● Stored items:

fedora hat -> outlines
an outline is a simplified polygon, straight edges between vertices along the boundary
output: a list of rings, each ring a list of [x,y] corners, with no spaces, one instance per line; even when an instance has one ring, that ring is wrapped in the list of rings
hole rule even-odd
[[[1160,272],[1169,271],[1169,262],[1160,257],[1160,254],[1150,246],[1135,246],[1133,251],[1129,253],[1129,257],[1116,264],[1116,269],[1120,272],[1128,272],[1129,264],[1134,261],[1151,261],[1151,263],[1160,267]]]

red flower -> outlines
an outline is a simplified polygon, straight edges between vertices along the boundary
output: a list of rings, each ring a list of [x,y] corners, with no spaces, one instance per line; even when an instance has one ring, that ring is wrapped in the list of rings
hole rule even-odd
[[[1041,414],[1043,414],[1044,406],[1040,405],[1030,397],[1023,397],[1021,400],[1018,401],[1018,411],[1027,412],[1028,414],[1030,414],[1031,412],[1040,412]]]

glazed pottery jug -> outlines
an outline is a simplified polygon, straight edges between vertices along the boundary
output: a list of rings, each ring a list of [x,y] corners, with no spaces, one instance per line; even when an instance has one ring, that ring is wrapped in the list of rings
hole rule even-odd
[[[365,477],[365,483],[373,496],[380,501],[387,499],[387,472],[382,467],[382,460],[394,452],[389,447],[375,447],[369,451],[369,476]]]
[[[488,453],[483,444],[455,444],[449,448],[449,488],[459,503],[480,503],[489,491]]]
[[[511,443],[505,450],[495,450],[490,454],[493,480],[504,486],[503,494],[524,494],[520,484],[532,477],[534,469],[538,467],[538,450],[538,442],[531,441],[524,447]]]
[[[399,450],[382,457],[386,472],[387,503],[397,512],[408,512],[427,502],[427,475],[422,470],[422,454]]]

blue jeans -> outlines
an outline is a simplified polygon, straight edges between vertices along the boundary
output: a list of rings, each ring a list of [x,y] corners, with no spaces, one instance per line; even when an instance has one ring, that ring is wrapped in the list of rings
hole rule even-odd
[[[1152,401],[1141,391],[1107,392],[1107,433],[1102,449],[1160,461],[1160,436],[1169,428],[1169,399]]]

● Task details:
Reproduce each of the records word for word.

● Solution:
fedora hat -> outlines
an outline is a simplified polygon, straight edges between vertices along the boundary
output: a list of rings, each ring a list of [x,y] corners, with no spaces, one instance per line; even when an instance has one ring, that ring is wrapped in the list of rings
hole rule even-odd
[[[1160,272],[1169,271],[1169,262],[1160,257],[1160,254],[1150,246],[1135,246],[1133,251],[1129,253],[1129,257],[1116,264],[1116,269],[1120,272],[1128,272],[1129,264],[1134,261],[1151,261],[1151,263],[1160,267]]]

red flower -> outlines
an outline is a simplified polygon, straight edges between vertices along the boundary
output: a list of rings, each ring a list of [x,y] corners, with no spaces, one instance per line; even when an instance has one ring, that ring is wrapped in the list of rings
hole rule even-odd
[[[1041,414],[1043,414],[1044,406],[1040,405],[1030,397],[1023,397],[1021,400],[1018,401],[1018,411],[1027,412],[1028,414],[1030,414],[1031,412],[1040,412]]]

glazed pottery jug -> outlines
an outline is a simplified polygon, straight edges between vertices along the boundary
output: a list of rings, each ring a list of [x,y] corners, with no spaces, one instance per line; even when an instance has one ring, that ring is wrapped in the list of rings
hole rule even-odd
[[[365,477],[365,483],[373,496],[380,501],[387,499],[387,472],[382,467],[382,460],[394,452],[389,447],[375,447],[369,451],[369,476]]]
[[[488,453],[483,444],[455,444],[449,448],[449,488],[459,503],[480,503],[489,491]]]
[[[511,443],[505,450],[495,450],[490,454],[493,480],[504,486],[503,494],[524,494],[520,484],[532,477],[534,469],[538,467],[538,450],[538,442],[531,441],[524,447]]]
[[[399,450],[382,457],[386,472],[387,503],[397,512],[408,512],[427,502],[427,475],[422,470],[422,454]]]

blue jeans -> outlines
an outline is a simplified polygon, straight edges between vertices along the boundary
output: a list of rings, each ring a list of [x,y] corners, with no spaces, one instance per line; even when an instance has one ring, that ring is wrapped in the list of rings
hole rule even-odd
[[[1152,401],[1141,391],[1107,392],[1107,433],[1102,449],[1160,461],[1160,436],[1169,428],[1169,399]]]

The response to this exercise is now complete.